* Task requirements:
From the records below, pull each line that has "mask".

Saved entries:
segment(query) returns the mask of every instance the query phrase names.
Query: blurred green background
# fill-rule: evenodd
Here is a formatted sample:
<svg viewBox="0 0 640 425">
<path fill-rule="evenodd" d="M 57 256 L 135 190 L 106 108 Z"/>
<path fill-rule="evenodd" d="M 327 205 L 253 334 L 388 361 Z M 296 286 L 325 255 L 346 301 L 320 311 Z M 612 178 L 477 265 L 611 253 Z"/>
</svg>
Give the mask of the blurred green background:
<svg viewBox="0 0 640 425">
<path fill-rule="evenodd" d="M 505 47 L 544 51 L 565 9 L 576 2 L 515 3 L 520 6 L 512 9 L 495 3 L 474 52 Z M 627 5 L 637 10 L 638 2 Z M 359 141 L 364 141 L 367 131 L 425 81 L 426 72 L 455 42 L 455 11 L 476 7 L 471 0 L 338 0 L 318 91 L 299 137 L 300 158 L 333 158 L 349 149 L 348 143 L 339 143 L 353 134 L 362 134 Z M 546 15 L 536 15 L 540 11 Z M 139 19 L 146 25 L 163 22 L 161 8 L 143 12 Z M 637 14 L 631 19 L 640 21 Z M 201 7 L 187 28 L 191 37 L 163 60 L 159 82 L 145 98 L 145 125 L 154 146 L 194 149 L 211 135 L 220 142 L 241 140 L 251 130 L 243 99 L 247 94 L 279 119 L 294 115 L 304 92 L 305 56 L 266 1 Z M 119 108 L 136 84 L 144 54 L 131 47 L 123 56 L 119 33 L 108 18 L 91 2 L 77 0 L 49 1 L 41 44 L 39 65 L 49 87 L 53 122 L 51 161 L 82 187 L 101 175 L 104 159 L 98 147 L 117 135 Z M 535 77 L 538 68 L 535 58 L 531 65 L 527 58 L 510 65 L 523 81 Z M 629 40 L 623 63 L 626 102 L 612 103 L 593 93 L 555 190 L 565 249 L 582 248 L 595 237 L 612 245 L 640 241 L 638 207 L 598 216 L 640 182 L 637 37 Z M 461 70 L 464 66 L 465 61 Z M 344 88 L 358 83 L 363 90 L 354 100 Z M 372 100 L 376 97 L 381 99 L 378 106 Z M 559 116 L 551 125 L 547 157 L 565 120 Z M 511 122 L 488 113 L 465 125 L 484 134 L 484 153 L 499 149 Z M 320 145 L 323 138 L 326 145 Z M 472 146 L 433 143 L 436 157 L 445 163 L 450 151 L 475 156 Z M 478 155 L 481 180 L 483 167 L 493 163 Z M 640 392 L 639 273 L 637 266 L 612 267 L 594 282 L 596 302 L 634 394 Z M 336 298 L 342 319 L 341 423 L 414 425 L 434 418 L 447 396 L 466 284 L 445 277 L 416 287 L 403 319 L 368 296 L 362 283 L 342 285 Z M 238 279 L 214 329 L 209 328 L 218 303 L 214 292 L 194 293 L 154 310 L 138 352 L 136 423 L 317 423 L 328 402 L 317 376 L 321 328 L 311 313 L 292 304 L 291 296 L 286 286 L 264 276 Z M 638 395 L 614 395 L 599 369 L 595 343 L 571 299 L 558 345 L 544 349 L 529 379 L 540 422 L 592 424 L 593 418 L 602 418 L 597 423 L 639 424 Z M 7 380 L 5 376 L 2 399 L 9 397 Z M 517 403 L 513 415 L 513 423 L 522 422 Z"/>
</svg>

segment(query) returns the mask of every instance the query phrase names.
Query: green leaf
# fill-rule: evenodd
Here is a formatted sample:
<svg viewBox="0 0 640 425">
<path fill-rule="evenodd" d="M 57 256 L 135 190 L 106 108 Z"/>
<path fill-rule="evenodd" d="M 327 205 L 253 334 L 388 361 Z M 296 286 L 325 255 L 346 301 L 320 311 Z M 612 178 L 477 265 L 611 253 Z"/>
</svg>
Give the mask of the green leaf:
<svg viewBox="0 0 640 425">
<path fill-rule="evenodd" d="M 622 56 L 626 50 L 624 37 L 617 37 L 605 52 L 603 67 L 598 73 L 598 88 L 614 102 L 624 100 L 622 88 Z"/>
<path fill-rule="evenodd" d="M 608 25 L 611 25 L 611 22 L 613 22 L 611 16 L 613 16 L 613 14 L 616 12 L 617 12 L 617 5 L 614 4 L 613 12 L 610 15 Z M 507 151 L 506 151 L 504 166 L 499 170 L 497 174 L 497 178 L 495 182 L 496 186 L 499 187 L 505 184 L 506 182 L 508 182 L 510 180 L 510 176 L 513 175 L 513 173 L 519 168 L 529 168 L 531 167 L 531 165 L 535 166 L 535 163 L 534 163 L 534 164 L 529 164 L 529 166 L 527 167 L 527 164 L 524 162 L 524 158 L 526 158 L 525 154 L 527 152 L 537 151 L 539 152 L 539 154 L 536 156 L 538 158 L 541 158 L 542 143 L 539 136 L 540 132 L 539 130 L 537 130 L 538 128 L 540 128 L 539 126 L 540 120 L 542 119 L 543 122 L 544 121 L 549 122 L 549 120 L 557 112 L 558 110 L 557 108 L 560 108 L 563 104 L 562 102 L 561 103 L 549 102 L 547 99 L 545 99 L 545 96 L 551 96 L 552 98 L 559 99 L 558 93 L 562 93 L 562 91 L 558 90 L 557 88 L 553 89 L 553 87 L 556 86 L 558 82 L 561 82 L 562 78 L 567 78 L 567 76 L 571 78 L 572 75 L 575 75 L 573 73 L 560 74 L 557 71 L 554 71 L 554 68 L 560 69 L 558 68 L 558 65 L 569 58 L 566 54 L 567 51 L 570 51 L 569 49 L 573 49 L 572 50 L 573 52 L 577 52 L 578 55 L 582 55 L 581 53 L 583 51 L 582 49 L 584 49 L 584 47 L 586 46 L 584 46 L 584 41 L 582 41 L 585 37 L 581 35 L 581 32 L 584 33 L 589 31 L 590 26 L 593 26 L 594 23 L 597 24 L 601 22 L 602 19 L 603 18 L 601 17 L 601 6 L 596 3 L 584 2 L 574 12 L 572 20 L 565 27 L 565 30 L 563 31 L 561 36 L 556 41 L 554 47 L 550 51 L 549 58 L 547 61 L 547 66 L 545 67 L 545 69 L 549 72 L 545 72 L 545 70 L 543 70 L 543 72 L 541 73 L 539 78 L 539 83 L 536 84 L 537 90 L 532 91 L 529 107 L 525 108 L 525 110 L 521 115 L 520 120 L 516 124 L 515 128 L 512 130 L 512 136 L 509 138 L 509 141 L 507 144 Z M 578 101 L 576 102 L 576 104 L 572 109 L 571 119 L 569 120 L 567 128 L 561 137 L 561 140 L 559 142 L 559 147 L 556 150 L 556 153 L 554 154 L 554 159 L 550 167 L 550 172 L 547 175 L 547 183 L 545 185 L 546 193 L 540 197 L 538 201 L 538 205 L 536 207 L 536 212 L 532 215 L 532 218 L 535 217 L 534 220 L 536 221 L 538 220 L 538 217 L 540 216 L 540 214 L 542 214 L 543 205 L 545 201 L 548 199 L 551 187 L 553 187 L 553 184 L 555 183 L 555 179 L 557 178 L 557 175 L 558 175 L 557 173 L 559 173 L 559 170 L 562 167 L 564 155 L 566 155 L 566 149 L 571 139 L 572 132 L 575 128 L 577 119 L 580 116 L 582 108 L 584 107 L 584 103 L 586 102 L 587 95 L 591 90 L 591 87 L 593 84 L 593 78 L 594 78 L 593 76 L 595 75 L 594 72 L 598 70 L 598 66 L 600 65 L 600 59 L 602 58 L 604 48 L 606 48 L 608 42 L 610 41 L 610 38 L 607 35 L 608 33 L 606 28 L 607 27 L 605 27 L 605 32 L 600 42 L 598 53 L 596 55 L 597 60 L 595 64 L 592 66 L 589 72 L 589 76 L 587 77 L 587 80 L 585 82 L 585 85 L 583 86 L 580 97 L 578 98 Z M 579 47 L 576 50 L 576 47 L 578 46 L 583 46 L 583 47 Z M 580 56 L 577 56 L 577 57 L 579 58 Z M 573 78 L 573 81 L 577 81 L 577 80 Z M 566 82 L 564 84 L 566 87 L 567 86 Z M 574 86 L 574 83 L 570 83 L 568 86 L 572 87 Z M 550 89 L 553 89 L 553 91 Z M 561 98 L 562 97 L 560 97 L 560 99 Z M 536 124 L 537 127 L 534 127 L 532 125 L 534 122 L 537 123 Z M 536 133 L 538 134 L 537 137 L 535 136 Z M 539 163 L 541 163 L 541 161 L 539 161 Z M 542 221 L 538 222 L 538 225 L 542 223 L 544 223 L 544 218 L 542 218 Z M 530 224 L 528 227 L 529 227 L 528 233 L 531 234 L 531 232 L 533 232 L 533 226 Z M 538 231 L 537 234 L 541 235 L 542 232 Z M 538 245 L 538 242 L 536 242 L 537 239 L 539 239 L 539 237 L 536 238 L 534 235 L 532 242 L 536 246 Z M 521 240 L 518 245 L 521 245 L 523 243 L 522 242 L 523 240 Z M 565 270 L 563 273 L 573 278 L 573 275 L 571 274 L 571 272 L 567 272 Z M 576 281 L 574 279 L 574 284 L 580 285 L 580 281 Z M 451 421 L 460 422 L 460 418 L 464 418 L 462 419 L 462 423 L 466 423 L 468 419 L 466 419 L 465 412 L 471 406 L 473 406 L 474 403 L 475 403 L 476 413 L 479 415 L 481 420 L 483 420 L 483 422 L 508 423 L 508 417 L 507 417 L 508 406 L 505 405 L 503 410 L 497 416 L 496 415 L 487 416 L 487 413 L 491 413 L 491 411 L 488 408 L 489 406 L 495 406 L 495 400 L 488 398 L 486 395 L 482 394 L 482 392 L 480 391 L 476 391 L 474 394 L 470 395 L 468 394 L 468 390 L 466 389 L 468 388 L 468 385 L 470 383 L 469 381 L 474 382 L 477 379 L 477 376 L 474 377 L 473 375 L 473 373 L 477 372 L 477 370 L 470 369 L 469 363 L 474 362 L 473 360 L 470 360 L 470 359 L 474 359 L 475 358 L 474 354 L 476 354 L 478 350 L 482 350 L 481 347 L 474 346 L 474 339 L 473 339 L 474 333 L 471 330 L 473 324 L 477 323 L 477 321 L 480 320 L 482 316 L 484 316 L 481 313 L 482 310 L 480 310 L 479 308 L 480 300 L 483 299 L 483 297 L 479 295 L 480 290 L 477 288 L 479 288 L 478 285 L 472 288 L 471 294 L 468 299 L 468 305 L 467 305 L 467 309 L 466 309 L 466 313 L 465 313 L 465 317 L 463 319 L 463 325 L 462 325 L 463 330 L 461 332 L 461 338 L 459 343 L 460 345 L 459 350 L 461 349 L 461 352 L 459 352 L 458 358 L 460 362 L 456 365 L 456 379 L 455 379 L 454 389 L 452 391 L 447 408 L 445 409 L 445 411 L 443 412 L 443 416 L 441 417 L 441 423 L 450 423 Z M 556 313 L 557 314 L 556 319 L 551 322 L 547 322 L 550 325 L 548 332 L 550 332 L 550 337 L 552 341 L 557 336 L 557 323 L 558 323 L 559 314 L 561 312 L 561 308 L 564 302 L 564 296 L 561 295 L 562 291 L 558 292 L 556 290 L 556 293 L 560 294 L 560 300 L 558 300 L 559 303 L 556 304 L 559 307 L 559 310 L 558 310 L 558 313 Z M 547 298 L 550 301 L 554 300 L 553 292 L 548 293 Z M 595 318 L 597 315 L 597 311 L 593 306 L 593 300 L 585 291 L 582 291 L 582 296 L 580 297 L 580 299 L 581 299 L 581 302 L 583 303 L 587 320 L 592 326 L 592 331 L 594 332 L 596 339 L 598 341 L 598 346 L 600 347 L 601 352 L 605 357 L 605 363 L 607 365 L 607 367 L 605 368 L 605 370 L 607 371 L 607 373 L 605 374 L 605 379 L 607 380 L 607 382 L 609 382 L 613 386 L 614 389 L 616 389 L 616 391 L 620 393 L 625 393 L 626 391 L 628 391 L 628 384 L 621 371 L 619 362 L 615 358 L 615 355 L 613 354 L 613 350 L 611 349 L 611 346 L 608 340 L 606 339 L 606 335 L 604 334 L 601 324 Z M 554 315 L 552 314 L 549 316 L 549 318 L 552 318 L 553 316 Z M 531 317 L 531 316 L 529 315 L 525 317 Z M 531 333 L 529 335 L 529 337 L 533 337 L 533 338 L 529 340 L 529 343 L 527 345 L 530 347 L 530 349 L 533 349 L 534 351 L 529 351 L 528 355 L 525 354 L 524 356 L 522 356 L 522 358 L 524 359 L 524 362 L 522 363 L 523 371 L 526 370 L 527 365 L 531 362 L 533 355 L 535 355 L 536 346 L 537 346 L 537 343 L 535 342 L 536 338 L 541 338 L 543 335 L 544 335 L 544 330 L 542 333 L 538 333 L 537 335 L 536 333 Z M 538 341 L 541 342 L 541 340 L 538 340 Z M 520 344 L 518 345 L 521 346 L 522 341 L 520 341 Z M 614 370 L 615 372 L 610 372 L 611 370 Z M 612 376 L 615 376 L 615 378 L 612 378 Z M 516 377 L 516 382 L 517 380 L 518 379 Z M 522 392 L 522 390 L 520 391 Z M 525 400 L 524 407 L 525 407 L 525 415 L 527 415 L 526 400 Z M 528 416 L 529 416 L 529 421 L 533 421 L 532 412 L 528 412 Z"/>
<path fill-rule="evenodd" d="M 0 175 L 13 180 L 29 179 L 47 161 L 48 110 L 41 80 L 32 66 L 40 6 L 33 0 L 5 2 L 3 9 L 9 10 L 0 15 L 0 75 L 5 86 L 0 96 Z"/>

* Answer for the task:
segment(query) returns the mask of every instance the query phrase names.
Give the mask of the blurred green background:
segment(query) returns the mask of every instance the query phrase names.
Give the mask of the green leaf:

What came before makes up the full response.